(Collected data entries)

****

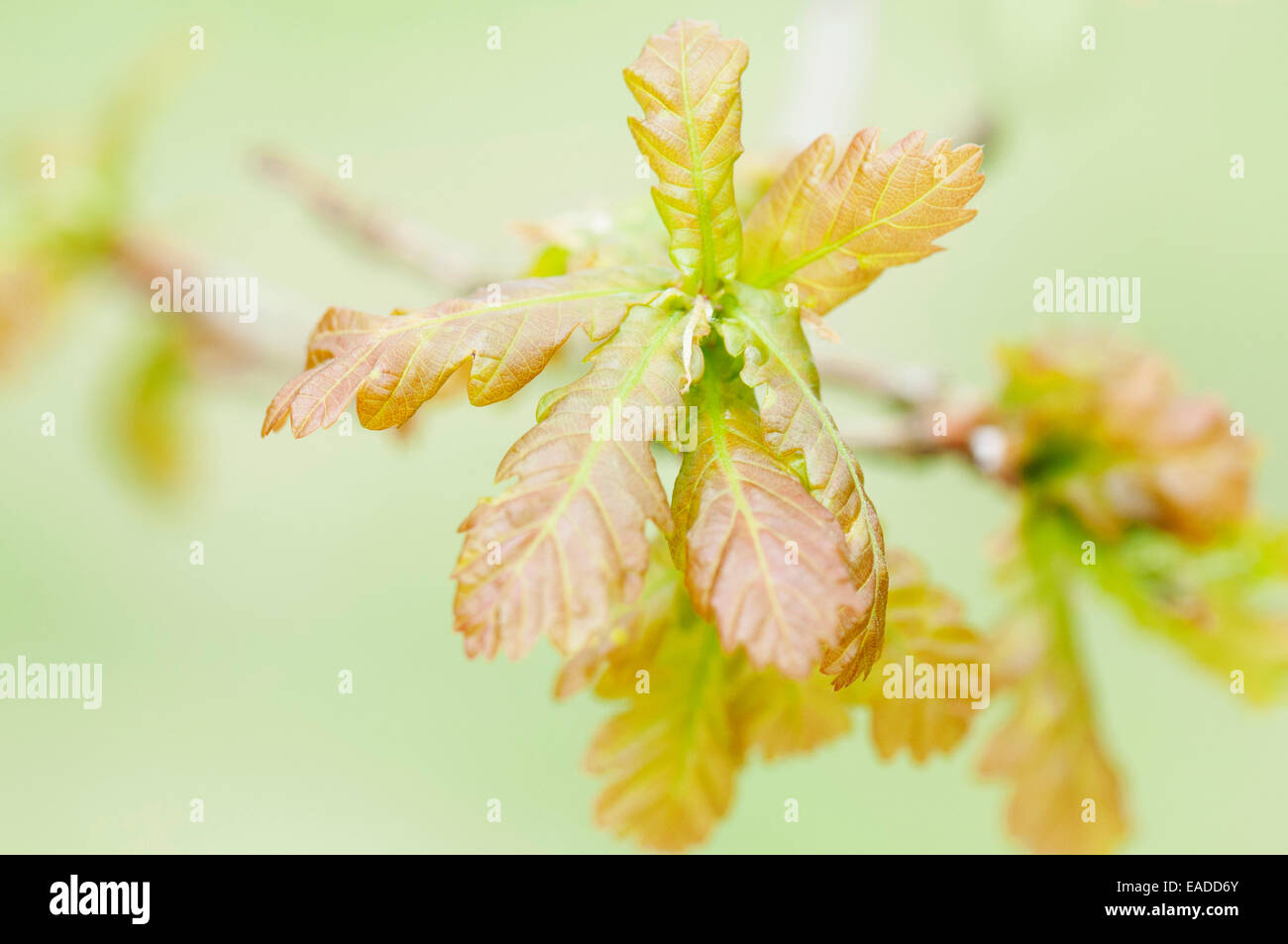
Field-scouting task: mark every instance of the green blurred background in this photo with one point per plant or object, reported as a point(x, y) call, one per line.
point(335, 552)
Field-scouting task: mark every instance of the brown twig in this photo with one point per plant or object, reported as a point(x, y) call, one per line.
point(429, 254)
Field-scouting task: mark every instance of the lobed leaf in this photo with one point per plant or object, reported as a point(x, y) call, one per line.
point(923, 622)
point(777, 362)
point(671, 756)
point(688, 80)
point(563, 549)
point(786, 716)
point(1214, 601)
point(1050, 752)
point(831, 236)
point(394, 364)
point(763, 561)
point(1048, 749)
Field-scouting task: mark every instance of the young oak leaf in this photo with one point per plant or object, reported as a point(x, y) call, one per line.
point(1050, 754)
point(394, 364)
point(563, 549)
point(763, 561)
point(1214, 600)
point(832, 236)
point(688, 82)
point(768, 710)
point(1065, 796)
point(632, 633)
point(777, 361)
point(925, 623)
point(786, 716)
point(673, 755)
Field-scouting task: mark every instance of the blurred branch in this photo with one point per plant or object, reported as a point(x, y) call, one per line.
point(429, 254)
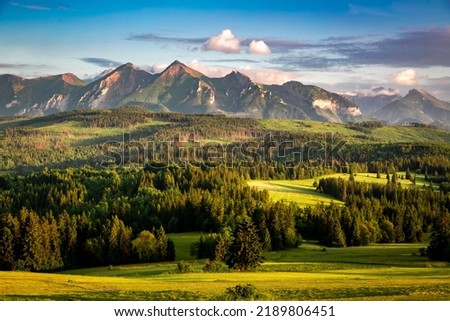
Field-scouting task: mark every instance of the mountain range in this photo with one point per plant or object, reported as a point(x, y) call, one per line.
point(176, 89)
point(418, 106)
point(182, 89)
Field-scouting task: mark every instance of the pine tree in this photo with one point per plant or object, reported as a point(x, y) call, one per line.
point(171, 255)
point(245, 251)
point(7, 257)
point(162, 239)
point(439, 248)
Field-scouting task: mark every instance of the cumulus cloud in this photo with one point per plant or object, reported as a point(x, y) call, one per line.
point(268, 75)
point(259, 47)
point(407, 77)
point(226, 42)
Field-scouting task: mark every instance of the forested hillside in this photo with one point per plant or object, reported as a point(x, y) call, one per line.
point(91, 188)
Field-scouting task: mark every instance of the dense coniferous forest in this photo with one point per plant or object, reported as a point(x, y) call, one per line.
point(62, 206)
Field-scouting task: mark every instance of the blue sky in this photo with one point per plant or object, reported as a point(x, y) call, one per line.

****

▸ **What to work on**: Repeat the records above exactly, leaving out any pictures they contain.

▸ **Response to the exercise**:
Field-scouting task: mark every instance of the green blurred background in this photo with one point per plant or object, reported as a point(x, y) call, one per line.
point(335, 552)
Field-scouting task: mark every instance of the brown twig in this photo with one point per plant or object, reported as a point(x, y) call, one per line.
point(429, 254)
Field-scouting task: mark every instance of the lobed leaf in this photo with one point per plant or object, reported as a point(x, y) call, one per line.
point(923, 622)
point(777, 362)
point(671, 756)
point(688, 80)
point(563, 549)
point(786, 716)
point(1214, 601)
point(1050, 752)
point(831, 236)
point(394, 364)
point(763, 561)
point(1048, 749)
Field-scouting task: mark every instance of the young oak leaf in this photo with one point per plant or object, reported as a point(x, y) call, one per line.
point(1050, 754)
point(394, 364)
point(563, 549)
point(763, 561)
point(1214, 600)
point(832, 236)
point(688, 82)
point(768, 710)
point(1065, 796)
point(632, 633)
point(777, 361)
point(925, 623)
point(786, 716)
point(673, 755)
Field-scouting task: mark every instance of the blurred branch in this photo with one point per plant or object, reported as a point(x, y) call, one per line.
point(429, 254)
Field-scouting task: mark every instance of the mountain range in this photo with one point per plant or object, reported as a point(x, y) call, one per line.
point(176, 89)
point(418, 106)
point(182, 89)
Field-scouting task: mark every instance of the pine tree in this photo with one point per plant or object, reported as a point(x, y) call, one per line.
point(171, 255)
point(245, 251)
point(7, 257)
point(162, 239)
point(439, 248)
Field-scouting task: mark every instance of the cumulus cloud in this photo with one point per plant or object, reported as a point(x, y) call, one per line.
point(268, 75)
point(259, 47)
point(407, 77)
point(226, 42)
Field-scouting task: mark every instance of the forested hillside in this photo with one point per plant or object, reported as a point(x, y) call, one per line.
point(91, 188)
Field-scouting task: mark every instance of the dense coniferous forest in this photo with one point per plant or object, reported as a point(x, y) call, one per line.
point(62, 206)
Field-scouting task: mark every instance of the blue sky in this photo with one point per plant or object, reported as a point(x, y) call, one per line.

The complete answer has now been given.